__Instructions for the task__: Print the line containing "One point belongs to every instance of the green tree" and each line after it through the end, please, with nothing added.

__Available records__:
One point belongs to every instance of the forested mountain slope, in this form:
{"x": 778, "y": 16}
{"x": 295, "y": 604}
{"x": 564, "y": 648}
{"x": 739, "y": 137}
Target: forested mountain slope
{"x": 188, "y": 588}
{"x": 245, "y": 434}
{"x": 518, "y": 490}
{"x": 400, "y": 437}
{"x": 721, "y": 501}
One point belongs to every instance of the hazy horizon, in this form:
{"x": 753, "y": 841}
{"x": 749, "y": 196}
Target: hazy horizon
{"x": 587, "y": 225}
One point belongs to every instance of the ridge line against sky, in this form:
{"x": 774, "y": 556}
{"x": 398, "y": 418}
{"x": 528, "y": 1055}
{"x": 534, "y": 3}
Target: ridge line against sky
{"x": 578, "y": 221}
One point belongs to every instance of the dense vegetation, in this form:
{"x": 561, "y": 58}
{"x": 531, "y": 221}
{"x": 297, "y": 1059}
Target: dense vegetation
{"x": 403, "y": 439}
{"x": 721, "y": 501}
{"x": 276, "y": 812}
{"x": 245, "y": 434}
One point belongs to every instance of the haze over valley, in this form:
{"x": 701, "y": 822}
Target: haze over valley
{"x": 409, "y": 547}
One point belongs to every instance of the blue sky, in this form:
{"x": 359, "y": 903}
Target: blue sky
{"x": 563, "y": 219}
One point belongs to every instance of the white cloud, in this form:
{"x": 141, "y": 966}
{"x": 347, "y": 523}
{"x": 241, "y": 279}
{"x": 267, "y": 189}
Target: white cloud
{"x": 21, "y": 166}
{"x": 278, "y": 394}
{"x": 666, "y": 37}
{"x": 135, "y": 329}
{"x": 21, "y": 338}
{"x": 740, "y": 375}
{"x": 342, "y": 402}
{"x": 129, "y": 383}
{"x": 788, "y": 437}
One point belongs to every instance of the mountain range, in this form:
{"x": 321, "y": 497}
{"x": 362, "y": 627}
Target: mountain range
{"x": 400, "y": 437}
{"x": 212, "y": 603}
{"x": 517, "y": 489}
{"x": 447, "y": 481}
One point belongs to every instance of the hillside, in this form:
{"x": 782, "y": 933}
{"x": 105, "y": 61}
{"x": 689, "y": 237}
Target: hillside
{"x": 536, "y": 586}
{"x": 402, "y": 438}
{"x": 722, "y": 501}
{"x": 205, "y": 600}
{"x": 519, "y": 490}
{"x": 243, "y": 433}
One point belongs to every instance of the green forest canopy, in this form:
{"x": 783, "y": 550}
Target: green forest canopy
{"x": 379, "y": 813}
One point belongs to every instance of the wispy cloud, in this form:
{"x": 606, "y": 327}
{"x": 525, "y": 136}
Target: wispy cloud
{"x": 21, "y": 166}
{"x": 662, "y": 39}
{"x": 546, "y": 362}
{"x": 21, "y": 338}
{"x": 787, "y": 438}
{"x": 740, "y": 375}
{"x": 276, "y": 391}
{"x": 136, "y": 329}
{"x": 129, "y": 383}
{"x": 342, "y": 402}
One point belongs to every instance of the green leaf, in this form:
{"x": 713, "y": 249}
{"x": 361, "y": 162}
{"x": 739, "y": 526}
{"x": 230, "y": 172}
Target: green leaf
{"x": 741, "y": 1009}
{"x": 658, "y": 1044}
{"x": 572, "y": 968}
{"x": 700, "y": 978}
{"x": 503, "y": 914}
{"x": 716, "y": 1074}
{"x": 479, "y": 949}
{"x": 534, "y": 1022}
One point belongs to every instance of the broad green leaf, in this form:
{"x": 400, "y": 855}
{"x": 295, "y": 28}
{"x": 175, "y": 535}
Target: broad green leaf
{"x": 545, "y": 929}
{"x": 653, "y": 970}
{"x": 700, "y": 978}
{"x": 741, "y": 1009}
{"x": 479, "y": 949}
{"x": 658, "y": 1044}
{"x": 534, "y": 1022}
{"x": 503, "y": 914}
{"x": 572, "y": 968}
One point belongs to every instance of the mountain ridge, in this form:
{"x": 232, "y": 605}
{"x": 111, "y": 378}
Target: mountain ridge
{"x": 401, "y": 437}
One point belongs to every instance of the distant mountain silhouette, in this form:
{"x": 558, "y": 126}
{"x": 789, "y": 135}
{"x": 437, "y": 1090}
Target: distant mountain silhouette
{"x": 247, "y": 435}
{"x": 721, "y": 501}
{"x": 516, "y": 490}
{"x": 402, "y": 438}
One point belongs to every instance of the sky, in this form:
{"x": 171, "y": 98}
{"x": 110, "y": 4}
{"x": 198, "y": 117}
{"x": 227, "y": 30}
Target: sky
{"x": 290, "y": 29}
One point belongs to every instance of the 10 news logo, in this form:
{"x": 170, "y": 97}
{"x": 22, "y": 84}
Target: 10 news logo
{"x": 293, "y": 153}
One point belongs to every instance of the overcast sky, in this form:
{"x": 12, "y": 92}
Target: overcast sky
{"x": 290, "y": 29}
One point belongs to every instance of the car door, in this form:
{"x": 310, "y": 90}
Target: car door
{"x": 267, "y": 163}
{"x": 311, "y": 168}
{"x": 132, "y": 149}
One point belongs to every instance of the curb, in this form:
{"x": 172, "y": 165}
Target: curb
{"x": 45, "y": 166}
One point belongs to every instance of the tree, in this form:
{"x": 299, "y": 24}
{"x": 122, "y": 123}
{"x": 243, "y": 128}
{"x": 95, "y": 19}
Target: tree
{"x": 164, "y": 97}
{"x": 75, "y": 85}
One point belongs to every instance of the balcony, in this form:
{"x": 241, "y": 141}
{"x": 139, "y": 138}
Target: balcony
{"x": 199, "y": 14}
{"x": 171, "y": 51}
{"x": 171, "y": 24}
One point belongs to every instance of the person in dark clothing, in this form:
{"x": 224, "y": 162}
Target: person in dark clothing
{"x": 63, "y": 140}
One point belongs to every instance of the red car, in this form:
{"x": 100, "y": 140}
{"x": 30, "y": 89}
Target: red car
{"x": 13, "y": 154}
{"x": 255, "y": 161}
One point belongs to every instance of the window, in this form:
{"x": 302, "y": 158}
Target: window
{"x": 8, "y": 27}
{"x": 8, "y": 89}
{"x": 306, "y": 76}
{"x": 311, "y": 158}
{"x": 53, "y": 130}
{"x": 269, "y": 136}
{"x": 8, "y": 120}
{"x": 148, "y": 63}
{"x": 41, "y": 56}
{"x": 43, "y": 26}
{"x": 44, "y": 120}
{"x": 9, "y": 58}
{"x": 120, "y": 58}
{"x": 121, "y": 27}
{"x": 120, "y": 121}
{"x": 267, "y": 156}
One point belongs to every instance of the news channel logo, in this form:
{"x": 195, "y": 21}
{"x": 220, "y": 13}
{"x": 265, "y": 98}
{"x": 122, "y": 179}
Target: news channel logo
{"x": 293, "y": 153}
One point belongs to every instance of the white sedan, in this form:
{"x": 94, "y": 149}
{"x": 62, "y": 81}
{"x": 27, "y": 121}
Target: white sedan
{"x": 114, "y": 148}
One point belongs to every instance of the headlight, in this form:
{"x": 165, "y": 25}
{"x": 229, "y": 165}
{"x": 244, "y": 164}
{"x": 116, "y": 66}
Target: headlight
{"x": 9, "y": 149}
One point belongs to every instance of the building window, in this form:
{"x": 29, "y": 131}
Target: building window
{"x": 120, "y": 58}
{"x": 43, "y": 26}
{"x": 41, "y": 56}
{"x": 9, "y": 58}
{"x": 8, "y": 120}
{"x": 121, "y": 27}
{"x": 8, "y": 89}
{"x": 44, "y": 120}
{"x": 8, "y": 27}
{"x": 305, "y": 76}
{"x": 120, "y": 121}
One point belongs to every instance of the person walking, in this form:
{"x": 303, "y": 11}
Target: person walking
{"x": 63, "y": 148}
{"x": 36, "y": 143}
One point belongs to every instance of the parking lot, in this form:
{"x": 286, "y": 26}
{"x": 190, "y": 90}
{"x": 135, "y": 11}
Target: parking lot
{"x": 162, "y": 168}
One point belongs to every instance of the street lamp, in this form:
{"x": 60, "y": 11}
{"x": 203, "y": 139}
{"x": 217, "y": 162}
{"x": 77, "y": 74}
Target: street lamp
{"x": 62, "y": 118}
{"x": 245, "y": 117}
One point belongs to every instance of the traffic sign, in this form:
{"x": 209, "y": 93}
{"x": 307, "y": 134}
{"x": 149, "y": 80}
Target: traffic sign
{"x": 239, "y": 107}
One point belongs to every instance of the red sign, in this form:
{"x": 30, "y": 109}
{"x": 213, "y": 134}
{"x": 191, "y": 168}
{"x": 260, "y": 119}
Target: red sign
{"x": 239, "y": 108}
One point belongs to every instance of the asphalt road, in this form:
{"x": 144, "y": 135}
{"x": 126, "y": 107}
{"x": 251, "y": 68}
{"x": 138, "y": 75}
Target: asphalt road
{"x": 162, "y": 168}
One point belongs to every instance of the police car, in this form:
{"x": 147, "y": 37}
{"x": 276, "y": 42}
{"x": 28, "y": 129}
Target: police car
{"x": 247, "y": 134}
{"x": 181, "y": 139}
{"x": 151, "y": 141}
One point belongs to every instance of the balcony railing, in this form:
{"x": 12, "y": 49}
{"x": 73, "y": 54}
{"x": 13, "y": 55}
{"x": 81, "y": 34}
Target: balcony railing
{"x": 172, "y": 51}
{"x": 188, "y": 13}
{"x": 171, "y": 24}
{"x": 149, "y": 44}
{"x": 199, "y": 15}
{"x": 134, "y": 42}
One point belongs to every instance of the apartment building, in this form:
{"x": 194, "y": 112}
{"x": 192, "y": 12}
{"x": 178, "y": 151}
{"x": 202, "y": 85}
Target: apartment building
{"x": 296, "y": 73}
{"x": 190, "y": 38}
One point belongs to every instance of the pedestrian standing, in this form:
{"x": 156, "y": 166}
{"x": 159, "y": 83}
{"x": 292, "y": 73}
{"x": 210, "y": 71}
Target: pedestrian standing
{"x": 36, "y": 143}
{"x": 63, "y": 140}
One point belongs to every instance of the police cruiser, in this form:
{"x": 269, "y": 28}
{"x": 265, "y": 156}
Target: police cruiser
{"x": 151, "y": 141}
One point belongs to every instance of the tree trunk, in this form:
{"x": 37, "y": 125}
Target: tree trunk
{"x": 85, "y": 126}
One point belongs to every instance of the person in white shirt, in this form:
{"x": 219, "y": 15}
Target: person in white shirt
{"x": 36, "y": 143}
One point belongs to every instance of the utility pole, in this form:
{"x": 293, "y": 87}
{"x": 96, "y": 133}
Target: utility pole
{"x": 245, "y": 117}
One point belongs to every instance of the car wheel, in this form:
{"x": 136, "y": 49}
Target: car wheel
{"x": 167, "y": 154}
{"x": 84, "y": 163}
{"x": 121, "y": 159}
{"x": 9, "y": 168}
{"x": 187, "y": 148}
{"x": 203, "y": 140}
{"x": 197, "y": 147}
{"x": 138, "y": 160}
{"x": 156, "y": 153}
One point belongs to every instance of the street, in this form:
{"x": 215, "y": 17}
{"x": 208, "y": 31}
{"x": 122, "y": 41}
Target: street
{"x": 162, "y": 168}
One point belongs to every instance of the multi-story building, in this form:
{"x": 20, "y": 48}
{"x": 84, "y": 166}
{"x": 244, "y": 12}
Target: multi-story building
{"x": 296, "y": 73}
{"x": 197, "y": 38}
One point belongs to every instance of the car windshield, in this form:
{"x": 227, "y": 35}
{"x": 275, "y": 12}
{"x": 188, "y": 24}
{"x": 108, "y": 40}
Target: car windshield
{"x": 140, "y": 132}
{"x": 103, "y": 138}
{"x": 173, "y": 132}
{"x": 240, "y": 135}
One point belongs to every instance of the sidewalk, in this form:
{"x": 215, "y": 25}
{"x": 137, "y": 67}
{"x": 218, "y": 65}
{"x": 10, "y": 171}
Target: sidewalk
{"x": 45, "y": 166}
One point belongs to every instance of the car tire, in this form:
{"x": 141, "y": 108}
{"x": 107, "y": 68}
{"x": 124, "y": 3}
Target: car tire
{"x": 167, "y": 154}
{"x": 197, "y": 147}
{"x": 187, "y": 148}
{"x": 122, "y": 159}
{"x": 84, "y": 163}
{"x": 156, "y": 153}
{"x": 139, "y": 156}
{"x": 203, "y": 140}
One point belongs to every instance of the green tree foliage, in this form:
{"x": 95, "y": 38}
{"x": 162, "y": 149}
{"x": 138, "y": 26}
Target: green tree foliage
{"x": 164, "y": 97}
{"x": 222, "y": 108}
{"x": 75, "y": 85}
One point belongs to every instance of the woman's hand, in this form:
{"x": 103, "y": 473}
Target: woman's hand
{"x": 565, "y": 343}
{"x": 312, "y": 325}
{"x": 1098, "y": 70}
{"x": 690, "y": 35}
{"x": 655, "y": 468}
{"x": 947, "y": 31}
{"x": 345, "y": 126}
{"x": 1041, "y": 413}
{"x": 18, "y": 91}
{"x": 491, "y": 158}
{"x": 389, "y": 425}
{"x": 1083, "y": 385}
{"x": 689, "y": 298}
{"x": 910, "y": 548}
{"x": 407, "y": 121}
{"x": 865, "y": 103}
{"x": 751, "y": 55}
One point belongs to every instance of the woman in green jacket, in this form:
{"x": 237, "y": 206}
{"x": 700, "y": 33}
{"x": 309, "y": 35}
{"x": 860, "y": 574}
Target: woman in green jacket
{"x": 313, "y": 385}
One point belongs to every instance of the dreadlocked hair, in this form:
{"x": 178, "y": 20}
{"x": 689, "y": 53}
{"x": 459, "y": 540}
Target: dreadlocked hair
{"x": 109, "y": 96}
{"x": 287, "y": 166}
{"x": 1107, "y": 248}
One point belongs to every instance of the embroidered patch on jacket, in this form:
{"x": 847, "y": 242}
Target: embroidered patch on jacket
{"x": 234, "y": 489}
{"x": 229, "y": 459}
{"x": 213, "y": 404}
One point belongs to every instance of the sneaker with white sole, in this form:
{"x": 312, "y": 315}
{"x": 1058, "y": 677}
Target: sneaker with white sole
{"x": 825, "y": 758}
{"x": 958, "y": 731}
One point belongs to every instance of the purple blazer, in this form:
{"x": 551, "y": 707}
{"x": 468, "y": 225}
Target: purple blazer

__Response__:
One point belongs to every instance of the green tree foliage, in this form:
{"x": 95, "y": 38}
{"x": 162, "y": 149}
{"x": 138, "y": 26}
Target: green tree foliage
{"x": 164, "y": 97}
{"x": 222, "y": 108}
{"x": 75, "y": 85}
One point belongs to every instance of the woman's hand, in this form:
{"x": 103, "y": 473}
Target: woman's hand
{"x": 565, "y": 343}
{"x": 312, "y": 325}
{"x": 1098, "y": 70}
{"x": 690, "y": 35}
{"x": 655, "y": 468}
{"x": 947, "y": 31}
{"x": 345, "y": 126}
{"x": 1041, "y": 413}
{"x": 18, "y": 91}
{"x": 491, "y": 158}
{"x": 389, "y": 425}
{"x": 1083, "y": 385}
{"x": 689, "y": 298}
{"x": 910, "y": 548}
{"x": 407, "y": 121}
{"x": 865, "y": 103}
{"x": 751, "y": 55}
One point belongs to every instance of the woman in green jacket, in this form:
{"x": 237, "y": 206}
{"x": 700, "y": 33}
{"x": 309, "y": 35}
{"x": 860, "y": 574}
Target: woman in green jacket
{"x": 313, "y": 385}
One point belongs to every instance of the dreadlocked hair, in this form:
{"x": 178, "y": 20}
{"x": 689, "y": 53}
{"x": 459, "y": 540}
Target: dreadlocked hair
{"x": 109, "y": 96}
{"x": 287, "y": 166}
{"x": 1107, "y": 248}
One point belongs to every instance of the embroidered patch on jacket, in this form:
{"x": 847, "y": 242}
Target: embroidered patch on jacket
{"x": 234, "y": 489}
{"x": 229, "y": 459}
{"x": 213, "y": 404}
One point belongs to every instance of the sneaker with white sole, in this form:
{"x": 312, "y": 315}
{"x": 1058, "y": 677}
Target: sneaker with white sole
{"x": 825, "y": 758}
{"x": 958, "y": 731}
One point belongs to every instance of the purple blazer, in this form:
{"x": 551, "y": 707}
{"x": 468, "y": 225}
Target: purple blazer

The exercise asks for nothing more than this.